- _Data provided_:
_ _ _ _ _

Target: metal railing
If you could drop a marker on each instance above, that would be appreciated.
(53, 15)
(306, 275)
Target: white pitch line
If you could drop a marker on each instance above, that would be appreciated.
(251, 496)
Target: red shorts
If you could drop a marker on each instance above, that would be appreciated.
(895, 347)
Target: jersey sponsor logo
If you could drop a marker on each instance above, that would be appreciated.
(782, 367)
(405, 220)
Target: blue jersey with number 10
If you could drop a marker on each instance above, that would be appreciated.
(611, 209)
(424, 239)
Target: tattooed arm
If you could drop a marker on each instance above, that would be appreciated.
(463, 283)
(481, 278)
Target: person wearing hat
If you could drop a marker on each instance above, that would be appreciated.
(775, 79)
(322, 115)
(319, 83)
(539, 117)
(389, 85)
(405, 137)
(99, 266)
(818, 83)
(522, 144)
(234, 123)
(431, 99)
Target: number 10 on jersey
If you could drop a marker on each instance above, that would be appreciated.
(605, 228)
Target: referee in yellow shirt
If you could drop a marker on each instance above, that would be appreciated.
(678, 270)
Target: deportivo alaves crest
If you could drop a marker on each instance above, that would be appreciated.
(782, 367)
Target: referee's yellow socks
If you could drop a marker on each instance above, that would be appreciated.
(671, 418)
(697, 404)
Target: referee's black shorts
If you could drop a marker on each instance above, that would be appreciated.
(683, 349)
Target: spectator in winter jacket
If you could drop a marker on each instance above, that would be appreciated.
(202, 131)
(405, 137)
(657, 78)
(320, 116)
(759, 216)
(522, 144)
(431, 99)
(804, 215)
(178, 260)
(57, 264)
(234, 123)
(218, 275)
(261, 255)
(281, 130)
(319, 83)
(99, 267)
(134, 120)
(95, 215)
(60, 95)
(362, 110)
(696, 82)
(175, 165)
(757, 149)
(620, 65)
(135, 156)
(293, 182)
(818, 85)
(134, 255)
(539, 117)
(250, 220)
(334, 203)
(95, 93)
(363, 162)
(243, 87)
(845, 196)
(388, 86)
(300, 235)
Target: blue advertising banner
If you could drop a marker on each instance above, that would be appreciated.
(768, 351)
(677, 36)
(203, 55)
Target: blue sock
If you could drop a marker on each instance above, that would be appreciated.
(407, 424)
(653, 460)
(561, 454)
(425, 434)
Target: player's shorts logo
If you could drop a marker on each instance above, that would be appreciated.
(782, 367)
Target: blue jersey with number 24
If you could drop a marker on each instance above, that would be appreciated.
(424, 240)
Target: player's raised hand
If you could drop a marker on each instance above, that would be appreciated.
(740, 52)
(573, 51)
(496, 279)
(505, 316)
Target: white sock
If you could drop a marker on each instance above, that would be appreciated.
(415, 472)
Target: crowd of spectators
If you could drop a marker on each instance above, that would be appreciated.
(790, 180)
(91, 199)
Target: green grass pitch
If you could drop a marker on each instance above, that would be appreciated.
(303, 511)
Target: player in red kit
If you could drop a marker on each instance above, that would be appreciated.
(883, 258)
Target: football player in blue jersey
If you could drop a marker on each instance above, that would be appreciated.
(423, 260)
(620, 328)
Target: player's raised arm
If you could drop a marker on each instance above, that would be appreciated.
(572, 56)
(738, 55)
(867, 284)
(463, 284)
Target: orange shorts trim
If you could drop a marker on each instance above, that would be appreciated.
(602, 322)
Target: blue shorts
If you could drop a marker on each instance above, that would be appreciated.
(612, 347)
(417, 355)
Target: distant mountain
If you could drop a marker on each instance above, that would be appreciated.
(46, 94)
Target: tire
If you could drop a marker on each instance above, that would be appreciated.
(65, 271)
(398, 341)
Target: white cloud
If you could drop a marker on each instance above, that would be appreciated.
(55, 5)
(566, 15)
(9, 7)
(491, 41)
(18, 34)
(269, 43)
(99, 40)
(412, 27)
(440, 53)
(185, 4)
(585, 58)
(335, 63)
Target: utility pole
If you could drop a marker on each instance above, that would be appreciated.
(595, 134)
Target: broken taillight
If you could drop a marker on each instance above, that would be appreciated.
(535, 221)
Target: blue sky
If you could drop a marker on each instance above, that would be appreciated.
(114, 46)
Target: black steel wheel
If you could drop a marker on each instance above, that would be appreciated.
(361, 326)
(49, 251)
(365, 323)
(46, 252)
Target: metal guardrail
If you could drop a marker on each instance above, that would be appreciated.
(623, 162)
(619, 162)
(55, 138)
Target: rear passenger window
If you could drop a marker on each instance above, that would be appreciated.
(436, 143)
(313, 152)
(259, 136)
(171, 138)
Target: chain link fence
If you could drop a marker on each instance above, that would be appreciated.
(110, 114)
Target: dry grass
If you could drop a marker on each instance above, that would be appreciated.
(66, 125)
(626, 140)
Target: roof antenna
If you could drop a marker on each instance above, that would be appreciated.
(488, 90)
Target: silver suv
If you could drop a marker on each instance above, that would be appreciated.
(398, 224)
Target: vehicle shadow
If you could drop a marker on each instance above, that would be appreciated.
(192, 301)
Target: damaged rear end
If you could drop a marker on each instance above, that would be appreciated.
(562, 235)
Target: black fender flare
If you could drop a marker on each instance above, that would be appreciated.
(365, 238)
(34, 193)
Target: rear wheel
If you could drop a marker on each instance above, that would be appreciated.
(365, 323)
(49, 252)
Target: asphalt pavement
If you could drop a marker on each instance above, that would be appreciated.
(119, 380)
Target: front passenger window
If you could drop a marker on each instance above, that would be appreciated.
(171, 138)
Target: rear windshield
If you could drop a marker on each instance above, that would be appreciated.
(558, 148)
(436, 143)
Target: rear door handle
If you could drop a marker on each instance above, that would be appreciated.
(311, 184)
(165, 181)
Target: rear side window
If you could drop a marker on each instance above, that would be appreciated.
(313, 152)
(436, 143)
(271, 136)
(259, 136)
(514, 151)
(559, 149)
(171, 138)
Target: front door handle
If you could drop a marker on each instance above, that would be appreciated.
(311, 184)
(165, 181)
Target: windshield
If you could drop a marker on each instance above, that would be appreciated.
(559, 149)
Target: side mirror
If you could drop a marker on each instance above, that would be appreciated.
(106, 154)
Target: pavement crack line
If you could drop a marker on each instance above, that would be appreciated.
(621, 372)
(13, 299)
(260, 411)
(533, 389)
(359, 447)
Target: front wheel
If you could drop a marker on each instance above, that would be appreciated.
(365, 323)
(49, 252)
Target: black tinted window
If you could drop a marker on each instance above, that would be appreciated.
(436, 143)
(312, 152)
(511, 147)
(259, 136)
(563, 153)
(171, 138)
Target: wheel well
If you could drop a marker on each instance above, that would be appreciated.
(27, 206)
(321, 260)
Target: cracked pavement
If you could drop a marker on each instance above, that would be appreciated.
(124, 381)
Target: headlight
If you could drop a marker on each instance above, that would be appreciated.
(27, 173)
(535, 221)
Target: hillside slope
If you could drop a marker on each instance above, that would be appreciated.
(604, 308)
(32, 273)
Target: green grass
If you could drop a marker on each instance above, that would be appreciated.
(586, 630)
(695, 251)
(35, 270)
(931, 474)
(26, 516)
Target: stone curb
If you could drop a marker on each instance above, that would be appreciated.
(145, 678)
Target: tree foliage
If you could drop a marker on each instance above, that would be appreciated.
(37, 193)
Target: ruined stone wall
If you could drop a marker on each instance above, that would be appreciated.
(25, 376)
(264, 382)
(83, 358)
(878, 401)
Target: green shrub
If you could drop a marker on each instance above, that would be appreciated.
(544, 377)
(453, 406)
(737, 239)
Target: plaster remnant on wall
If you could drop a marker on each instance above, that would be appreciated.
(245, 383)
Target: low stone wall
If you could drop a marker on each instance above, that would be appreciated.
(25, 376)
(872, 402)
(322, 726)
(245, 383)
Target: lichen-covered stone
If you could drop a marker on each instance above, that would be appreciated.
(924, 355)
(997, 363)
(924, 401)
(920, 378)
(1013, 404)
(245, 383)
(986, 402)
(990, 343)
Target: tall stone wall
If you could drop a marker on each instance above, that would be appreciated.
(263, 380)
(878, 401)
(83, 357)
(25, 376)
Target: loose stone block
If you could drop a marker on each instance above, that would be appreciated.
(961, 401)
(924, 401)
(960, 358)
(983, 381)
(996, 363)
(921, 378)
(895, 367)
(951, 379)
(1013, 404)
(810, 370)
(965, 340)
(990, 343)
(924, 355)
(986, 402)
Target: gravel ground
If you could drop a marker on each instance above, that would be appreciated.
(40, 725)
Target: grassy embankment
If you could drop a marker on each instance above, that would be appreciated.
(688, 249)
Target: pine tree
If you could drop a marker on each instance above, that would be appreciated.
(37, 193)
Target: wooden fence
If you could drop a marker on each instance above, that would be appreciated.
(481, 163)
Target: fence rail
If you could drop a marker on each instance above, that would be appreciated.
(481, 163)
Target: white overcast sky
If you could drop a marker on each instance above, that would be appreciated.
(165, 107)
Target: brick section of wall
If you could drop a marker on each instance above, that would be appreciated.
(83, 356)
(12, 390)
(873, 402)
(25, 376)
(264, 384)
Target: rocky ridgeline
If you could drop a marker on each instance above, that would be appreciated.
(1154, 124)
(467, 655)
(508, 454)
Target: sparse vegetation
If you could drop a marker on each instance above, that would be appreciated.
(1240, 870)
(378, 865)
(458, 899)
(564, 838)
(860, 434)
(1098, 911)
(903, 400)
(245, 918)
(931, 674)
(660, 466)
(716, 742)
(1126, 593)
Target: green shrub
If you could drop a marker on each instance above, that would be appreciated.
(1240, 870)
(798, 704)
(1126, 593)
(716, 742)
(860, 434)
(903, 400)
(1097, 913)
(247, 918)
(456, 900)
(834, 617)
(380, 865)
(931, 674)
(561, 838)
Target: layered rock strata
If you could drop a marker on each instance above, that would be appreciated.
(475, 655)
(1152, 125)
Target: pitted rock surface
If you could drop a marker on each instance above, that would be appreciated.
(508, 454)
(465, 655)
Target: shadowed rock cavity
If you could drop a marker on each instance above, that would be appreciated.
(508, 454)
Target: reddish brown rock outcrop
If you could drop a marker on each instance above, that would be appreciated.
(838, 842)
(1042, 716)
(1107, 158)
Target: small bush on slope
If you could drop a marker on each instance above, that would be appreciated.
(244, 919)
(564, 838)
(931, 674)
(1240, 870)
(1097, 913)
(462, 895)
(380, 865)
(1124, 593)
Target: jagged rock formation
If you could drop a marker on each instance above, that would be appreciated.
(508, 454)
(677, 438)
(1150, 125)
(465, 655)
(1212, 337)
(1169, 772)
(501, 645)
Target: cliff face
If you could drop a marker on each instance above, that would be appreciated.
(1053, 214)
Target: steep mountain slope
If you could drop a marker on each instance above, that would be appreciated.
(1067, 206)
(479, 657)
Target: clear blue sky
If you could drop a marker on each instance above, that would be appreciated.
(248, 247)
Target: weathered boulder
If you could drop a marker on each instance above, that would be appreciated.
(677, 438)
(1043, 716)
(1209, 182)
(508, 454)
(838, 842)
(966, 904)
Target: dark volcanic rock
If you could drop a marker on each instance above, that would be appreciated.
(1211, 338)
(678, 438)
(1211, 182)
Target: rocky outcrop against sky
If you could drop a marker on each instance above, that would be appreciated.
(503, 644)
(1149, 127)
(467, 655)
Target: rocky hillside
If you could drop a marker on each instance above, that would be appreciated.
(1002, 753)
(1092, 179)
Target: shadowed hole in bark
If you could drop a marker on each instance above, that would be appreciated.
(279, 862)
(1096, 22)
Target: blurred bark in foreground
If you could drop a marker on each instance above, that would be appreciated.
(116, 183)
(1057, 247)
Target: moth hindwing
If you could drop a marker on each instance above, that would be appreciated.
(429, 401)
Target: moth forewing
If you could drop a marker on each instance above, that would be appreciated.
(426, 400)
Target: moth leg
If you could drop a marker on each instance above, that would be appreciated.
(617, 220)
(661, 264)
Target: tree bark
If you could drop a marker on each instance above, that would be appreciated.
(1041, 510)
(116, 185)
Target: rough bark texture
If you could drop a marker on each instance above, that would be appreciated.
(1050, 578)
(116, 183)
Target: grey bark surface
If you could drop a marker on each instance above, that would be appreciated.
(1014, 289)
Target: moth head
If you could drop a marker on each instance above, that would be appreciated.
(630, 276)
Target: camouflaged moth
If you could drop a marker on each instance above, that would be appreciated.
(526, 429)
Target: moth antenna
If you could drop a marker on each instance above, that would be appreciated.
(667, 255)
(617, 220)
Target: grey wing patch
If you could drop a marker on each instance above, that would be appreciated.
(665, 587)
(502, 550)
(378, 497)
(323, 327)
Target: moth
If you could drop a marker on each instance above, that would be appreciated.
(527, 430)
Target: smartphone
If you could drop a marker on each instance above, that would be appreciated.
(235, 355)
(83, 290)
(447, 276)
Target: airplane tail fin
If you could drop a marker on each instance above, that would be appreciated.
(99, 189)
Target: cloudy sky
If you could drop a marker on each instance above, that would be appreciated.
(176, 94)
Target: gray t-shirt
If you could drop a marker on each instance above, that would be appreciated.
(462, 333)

_ _ _ _ _

- _The exercise_: Please copy out, word for word, the part of the rows that opens with the line containing "Target: pitted rock surface" and closes with the line containing "(1124, 593)", including both of those lines.

- _Expected output_:
Target: pitted rock surface
If you could drop a marker on each instance above, that would be appreciated.
(508, 454)
(465, 655)
Target: shadowed rock cavity
If you could drop a marker on each instance above, that would be appreciated.
(508, 454)
Target: reddish brown rock outcrop
If you could drop a marker on each instance above, that would be appreciated.
(838, 842)
(1042, 716)
(1107, 158)
Target: small bush on slope
If you could drop a marker on each instance above, that would be appreciated.
(244, 919)
(564, 838)
(931, 674)
(1240, 870)
(1097, 913)
(462, 895)
(380, 865)
(1124, 593)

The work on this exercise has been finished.